Where is Garmin at in a fix for the Optical HR bad data?

A discouraging thing I just noticed, I used the top menu to go to the Beta Program. There are change logs for each of the Beta candidates more recent than the current "Live" version. There was much of nothing mentioned in the Beta Change Logs for addressing the bad HR data.

 Where is Garmin at in coming up with a solution to make the HR data to be at least as reliable as it was back in the FR245 days? Had I known I was buying a crusade rather than (what I thought was a desirable upgrade to my FR245), I wouldn't have. If there isn't some reasonable fix to the HR problems, or if Garmin ushers in a new HR sensor that is at least as reliable as the FR245's version and doesn't offer us poor saps that invested in the FR265 / (FR255) " a really serious discount to get something that actually works, taking another chance on a Garmin product without assurances that the HR has been fixed is not a mistake I will repeat.

I'm not talking medical grade data, or absolute max peak instantaneous values, just respectable reasonable data that doesn't suddenly jump for no reason 10 minutes into an exercise, well no reason other than it was reading wrong for the 1st 10 minutes.

So point blank  is Garmin making a serious effort to address the HR data problem?

  • The optical HR is so unreliable on this watch, I just assume it's not even there.  If I want HR with any degree of accuracy, I have to wear a chest strap.  Here's the graph from a weight lifting workout I did this week where I forgot to bring my chest strap with me to the gym, so I was stuck using the optical HR.  For the first five minutes, I was warming up with a run on the treadmill at a consistent 7.5 MPH pace.  Why would my HR bounce around?  Where you see the spikes, I had just finished a set and could feel my HR was way higher than what the watch was showing.  So I hit pause and then restart immediately, and lo and behold, my HR jumped from 92 to 130 in one second.  Happened again at the 20-minute mark:  HR was showing in the 60s.  I hit pause and restart and BOOM it jumped to 127.

    Total garbage.  

  • They said that a year ago amd did nothing. It is just to calm down users with false hope.

- _GIVEN DATA_:

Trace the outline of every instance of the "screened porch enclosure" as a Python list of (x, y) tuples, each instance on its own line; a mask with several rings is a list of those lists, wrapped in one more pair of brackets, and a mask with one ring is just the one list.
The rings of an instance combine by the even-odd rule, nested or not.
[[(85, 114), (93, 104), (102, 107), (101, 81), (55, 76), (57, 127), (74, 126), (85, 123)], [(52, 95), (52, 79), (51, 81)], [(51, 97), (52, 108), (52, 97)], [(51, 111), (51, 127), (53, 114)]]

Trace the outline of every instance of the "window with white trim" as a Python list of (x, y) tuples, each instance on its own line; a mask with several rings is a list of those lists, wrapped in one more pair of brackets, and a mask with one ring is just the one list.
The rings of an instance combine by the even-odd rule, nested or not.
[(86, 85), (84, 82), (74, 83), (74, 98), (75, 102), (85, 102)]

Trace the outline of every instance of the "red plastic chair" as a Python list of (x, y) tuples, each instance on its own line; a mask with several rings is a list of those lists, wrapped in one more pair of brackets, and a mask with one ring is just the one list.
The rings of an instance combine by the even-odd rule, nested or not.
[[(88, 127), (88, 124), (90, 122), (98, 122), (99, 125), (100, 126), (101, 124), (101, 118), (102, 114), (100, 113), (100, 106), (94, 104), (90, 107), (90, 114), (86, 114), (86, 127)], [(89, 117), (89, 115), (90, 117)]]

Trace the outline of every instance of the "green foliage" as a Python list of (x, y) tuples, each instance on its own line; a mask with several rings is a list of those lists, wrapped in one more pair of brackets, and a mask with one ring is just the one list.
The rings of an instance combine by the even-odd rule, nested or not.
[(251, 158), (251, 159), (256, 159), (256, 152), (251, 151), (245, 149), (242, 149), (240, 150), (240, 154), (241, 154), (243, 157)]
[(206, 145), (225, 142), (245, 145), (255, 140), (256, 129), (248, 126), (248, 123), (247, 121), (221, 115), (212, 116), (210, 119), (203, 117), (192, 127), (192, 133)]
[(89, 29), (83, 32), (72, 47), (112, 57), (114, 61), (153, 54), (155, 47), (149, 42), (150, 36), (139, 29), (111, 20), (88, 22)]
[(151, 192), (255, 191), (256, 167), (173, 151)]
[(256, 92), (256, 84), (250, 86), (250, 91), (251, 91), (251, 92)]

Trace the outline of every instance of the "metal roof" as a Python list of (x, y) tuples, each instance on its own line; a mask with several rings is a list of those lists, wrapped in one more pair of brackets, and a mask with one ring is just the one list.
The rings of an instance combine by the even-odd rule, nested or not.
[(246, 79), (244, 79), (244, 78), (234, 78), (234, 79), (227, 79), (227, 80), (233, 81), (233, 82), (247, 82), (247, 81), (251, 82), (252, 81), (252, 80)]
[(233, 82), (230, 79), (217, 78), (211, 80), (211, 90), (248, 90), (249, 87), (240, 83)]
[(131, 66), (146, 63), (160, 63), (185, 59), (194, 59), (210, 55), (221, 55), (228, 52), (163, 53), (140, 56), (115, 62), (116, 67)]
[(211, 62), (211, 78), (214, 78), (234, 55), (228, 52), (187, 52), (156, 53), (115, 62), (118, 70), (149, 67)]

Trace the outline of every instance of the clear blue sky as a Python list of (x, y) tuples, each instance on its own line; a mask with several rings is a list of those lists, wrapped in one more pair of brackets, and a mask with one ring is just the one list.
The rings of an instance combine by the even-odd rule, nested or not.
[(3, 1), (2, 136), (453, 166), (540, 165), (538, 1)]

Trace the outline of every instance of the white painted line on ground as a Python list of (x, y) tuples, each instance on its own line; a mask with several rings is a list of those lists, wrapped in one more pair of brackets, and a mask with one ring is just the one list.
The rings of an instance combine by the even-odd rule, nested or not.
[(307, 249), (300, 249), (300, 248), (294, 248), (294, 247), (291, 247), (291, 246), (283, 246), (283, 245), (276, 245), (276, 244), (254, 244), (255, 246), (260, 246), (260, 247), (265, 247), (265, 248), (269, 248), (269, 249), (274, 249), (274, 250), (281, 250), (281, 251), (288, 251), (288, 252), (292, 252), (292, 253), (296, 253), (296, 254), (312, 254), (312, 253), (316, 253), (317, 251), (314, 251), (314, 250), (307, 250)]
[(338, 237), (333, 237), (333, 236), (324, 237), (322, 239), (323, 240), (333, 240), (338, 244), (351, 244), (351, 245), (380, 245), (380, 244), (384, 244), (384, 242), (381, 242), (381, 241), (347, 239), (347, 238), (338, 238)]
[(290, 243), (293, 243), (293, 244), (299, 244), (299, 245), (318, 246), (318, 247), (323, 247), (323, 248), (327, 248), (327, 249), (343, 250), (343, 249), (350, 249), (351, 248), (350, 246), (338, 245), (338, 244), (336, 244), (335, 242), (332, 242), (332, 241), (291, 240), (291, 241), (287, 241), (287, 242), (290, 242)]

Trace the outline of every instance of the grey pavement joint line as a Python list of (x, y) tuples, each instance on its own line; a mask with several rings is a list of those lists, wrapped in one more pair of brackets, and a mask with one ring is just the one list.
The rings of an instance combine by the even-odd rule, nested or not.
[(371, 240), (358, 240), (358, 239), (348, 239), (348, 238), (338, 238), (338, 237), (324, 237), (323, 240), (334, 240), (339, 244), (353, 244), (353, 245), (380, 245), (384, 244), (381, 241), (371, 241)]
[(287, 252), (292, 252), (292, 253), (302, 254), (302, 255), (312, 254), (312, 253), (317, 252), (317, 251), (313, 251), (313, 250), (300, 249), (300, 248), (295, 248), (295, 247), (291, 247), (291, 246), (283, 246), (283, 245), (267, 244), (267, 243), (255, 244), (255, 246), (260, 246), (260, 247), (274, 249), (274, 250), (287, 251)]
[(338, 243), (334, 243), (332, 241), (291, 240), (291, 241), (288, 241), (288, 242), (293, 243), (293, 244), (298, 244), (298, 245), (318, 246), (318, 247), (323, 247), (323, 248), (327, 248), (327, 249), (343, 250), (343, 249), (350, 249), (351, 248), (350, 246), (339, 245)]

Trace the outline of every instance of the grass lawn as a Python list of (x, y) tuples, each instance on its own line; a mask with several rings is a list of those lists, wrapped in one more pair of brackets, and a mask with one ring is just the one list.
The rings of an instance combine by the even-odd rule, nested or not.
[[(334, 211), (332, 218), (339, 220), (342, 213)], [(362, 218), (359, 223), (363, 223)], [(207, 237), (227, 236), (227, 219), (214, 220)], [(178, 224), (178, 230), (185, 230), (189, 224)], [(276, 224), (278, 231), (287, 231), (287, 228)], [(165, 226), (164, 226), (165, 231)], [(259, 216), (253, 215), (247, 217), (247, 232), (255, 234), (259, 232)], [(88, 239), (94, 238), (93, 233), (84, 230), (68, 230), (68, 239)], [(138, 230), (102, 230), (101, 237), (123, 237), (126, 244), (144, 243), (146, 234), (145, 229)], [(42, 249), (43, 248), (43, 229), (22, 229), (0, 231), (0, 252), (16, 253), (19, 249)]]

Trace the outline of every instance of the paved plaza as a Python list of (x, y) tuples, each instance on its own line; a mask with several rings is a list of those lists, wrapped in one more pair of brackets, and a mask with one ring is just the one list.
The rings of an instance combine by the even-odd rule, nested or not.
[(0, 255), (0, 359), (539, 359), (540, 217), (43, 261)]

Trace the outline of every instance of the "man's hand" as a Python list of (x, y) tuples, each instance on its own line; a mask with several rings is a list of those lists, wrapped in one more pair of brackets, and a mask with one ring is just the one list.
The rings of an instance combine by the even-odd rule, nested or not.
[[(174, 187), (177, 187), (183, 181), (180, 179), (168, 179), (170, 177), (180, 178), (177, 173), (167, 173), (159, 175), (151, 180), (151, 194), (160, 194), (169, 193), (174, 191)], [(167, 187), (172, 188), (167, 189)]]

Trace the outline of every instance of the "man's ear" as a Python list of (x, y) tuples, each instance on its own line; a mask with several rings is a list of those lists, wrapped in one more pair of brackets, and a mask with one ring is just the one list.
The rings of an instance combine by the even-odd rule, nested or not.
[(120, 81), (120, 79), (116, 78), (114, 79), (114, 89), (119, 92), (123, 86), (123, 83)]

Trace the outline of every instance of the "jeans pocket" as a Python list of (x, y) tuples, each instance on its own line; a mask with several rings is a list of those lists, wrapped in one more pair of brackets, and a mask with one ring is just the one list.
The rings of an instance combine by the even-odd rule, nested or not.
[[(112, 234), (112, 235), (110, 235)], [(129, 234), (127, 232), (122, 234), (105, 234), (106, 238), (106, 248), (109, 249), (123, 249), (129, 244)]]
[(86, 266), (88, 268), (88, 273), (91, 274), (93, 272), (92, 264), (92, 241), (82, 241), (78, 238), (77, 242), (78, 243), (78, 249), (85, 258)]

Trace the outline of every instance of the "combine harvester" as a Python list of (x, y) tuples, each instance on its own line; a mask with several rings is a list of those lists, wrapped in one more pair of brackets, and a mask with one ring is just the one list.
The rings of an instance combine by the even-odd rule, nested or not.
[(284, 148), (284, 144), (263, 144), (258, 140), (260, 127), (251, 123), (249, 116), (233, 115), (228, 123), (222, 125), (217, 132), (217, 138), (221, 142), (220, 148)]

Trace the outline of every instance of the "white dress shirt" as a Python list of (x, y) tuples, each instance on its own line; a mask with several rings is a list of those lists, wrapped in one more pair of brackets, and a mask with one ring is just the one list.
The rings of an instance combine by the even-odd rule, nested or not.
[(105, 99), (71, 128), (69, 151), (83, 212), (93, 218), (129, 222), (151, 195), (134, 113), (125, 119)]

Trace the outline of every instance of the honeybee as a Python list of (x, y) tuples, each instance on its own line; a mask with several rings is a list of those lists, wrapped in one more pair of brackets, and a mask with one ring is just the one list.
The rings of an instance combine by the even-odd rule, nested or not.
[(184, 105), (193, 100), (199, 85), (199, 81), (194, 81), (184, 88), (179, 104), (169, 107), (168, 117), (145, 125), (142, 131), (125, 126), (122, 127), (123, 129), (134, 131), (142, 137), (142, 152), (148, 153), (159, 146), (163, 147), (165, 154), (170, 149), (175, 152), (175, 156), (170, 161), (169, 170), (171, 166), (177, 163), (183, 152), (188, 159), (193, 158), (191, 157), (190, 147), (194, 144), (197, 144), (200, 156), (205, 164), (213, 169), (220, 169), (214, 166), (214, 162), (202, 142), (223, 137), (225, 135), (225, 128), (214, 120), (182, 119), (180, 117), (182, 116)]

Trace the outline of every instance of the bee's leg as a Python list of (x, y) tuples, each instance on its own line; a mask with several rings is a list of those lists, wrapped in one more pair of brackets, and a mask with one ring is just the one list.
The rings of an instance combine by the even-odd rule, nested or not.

- _ASSIGNMENT_:
Continue the forum thread about Garmin's unreliable optical heart rate readings, picking up right after its final reply.

- _EXERCISE RESPONSE_:
  • Pause - Restart, I will have to give that a try and see if it makes a difference on the treadmill. It will be a couple of days. Quads are pretty sore from braking while descending a couple of miles on a trail. 

  • honestly i don't have high hopes

  • My results are preliminary but I tried the Pause Restart on a 3 mile Treadmill Run today. I did it just over 1 minute into the run and no funky sudden jump from a low value on the chart. Preliminary because for the short run I started more aggressively and I can't swear that wasn't a factor, but the initial results were promising.

  • I do use an external HRM, but the wonky sensor means that sleep/body battery/stress is crap. 

  • i also reported some systematic OHR related errors like other users here experience too. dont want to repeat them ; but this was new for me:

    Scenario:  running: a very steep hill, >30%, which means for me, full HR load , stiff lacating muscles etc.
    temperature is not cold, so that no errors of the OHR sensor should be there because of cold tissue/skin.
    at the beginning of the climb-run, the OHR goes up, then when my load at max, it drops.

    blue dots: groud contact time (running is getting quite difficult)
    green: height
    grey: HR

    i think garmins OHR measurement is somehow calculated / coupled to the step/frequency 
    because of that , instead of HF 160-165 (near max for me) it shows HR 117-126 which is ridiculous 
    because i had full "load" running up.